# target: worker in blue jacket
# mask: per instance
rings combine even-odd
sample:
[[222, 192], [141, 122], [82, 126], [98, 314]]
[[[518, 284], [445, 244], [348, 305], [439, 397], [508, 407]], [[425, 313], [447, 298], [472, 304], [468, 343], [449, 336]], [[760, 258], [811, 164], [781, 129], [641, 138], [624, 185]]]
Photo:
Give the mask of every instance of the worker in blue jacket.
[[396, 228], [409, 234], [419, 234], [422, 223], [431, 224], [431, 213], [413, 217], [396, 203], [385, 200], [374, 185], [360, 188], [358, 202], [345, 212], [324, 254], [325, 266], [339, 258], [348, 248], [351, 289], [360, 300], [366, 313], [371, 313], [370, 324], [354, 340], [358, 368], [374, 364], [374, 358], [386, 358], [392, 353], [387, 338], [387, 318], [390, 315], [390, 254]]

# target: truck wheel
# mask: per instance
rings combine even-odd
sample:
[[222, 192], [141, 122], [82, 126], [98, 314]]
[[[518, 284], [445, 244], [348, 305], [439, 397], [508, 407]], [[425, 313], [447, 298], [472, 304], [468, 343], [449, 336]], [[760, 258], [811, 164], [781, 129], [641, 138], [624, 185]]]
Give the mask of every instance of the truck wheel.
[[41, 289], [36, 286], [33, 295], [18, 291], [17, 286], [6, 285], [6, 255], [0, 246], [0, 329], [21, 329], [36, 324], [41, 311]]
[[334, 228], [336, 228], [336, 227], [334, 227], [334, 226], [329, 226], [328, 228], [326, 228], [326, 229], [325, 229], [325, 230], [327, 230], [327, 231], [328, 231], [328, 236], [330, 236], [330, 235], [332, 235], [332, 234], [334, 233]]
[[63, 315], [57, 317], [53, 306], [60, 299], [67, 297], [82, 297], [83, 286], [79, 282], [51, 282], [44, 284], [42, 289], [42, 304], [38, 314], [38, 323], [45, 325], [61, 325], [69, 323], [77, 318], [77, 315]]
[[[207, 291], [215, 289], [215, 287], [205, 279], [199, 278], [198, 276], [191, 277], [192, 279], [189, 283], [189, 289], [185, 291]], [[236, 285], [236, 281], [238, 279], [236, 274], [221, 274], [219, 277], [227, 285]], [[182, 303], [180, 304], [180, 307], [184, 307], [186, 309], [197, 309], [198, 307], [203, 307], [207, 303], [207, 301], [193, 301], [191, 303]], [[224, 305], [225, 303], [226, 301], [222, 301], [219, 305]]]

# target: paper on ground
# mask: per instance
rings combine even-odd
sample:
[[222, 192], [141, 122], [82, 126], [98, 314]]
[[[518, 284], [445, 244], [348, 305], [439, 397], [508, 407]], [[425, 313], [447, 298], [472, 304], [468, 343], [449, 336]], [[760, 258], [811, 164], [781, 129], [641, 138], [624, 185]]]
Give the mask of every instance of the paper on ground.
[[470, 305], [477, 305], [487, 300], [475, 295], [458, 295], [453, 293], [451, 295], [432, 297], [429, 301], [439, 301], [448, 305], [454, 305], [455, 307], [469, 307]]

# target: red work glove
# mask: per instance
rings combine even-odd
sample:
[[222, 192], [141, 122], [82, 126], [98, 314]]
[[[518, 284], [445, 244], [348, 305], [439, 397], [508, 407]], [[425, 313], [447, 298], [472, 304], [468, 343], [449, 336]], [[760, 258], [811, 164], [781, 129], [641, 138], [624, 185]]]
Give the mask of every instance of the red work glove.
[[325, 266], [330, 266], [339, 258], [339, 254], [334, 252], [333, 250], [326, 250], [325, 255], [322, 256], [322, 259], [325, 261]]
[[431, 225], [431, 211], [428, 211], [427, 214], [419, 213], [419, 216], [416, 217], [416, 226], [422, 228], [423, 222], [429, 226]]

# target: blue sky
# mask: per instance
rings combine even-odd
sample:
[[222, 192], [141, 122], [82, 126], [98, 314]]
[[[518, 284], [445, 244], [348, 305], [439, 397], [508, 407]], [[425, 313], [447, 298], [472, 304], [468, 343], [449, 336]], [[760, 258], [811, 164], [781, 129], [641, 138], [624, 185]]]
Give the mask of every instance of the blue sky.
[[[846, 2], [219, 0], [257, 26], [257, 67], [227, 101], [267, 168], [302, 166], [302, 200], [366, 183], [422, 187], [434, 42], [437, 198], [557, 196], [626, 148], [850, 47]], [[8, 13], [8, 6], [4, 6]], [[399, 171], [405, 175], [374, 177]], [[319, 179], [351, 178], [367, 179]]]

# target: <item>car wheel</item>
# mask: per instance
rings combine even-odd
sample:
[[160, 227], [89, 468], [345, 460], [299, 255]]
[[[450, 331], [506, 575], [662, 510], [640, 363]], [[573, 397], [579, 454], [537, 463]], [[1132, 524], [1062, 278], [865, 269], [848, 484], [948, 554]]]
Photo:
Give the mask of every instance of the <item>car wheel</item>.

REQUIREMENT:
Output every record above, exactly as written.

RESULT OF THIS TASK:
# target: worker in blue jacket
# mask: per instance
rings combine even-odd
sample:
[[222, 192], [141, 122], [82, 126], [98, 314]]
[[[518, 284], [445, 244], [348, 305], [439, 397], [508, 407]], [[425, 313], [447, 298], [472, 304], [468, 343], [449, 336]], [[760, 258], [811, 164], [781, 129], [641, 138], [624, 185]]]
Photo:
Give the mask of every instance of the worker in blue jacket.
[[396, 228], [409, 234], [419, 234], [422, 223], [431, 224], [431, 213], [413, 217], [396, 203], [385, 200], [374, 185], [360, 188], [358, 202], [345, 212], [324, 254], [325, 266], [339, 258], [348, 248], [351, 289], [360, 300], [366, 313], [371, 313], [370, 324], [354, 340], [358, 368], [374, 364], [374, 358], [386, 358], [392, 353], [387, 338], [387, 318], [390, 315], [390, 254]]

# target: truck wheel
# mask: per instance
rings combine even-odd
sample:
[[222, 192], [141, 122], [82, 126], [98, 314]]
[[[518, 284], [445, 244], [348, 305], [439, 397], [508, 407]], [[425, 313], [447, 298], [472, 304], [468, 343], [449, 336]], [[760, 258], [811, 164], [781, 129], [641, 138], [624, 185]]]
Give the mask of every instance of the truck wheel.
[[41, 289], [36, 286], [33, 295], [18, 291], [17, 286], [6, 285], [6, 255], [0, 246], [0, 329], [21, 329], [36, 324], [41, 311]]
[[334, 228], [336, 228], [336, 227], [334, 227], [334, 226], [329, 226], [328, 228], [326, 228], [326, 229], [325, 229], [325, 230], [327, 230], [327, 231], [328, 231], [328, 236], [330, 236], [330, 235], [332, 235], [332, 234], [334, 233]]
[[63, 315], [57, 317], [53, 306], [60, 299], [67, 297], [82, 297], [83, 286], [79, 282], [51, 282], [44, 284], [42, 289], [42, 304], [38, 314], [38, 323], [45, 325], [61, 325], [69, 323], [77, 318], [77, 315]]
[[[207, 291], [215, 289], [215, 287], [205, 279], [199, 278], [198, 276], [191, 277], [192, 279], [189, 283], [189, 289], [185, 291]], [[236, 285], [236, 281], [238, 279], [236, 274], [221, 274], [219, 277], [227, 285]], [[182, 303], [180, 304], [180, 307], [184, 307], [186, 309], [197, 309], [198, 307], [203, 307], [207, 303], [207, 301], [193, 301], [191, 303]], [[224, 305], [225, 303], [226, 301], [222, 301], [219, 305]]]

# target: paper on ground
# mask: per instance
rings combine even-odd
sample:
[[222, 192], [141, 122], [82, 126], [98, 314]]
[[[518, 284], [445, 244], [348, 305], [439, 397], [508, 407]], [[425, 313], [447, 298], [472, 304], [468, 343], [449, 336]], [[760, 258], [811, 164], [781, 129], [641, 138], [624, 185]]]
Give the mask of every instance of the paper on ground.
[[470, 305], [477, 305], [487, 300], [475, 295], [458, 295], [453, 293], [451, 295], [432, 297], [429, 301], [439, 301], [448, 305], [454, 305], [455, 307], [469, 307]]

# target: red work glove
# mask: per instance
rings combine even-odd
sample:
[[222, 192], [141, 122], [82, 126], [98, 314]]
[[[518, 284], [445, 244], [348, 305], [439, 397], [508, 407]], [[425, 313], [447, 298], [472, 304], [468, 343], [449, 336]], [[760, 258], [811, 164], [781, 129], [641, 138], [624, 185]]]
Give the mask of every instance of the red work glove.
[[325, 266], [330, 266], [339, 258], [339, 254], [334, 252], [333, 250], [326, 250], [325, 255], [322, 256], [322, 259], [325, 261]]
[[431, 225], [431, 211], [428, 211], [427, 214], [419, 213], [419, 216], [416, 217], [416, 226], [422, 228], [423, 222], [429, 226]]

# target: blue sky
# mask: per instance
rings combine even-odd
sample:
[[222, 192], [141, 122], [82, 126], [98, 314]]
[[[518, 284], [445, 244], [348, 305], [439, 397], [508, 407]], [[425, 313], [447, 298], [472, 304], [468, 343], [449, 336]], [[760, 258], [811, 164], [781, 129], [641, 138], [624, 185]]]
Give the mask of every instance of the blue sky.
[[[846, 2], [219, 0], [257, 26], [257, 67], [227, 101], [267, 168], [302, 166], [302, 200], [366, 183], [422, 187], [434, 42], [437, 198], [557, 196], [626, 148], [850, 47]], [[8, 13], [8, 6], [4, 6]], [[399, 171], [405, 175], [374, 177]], [[319, 179], [351, 178], [367, 179]]]

# target: <item>car wheel</item>
# mask: per instance
rings combine even-odd
sample:
[[160, 227], [89, 468], [345, 460], [299, 255]]
[[[450, 331], [506, 575], [662, 510], [640, 363]], [[573, 397], [579, 454], [537, 463]], [[1132, 524], [1062, 278], [865, 269], [848, 484], [948, 554]]]
Photo:
Give the mask of every instance of the <item>car wheel</item>.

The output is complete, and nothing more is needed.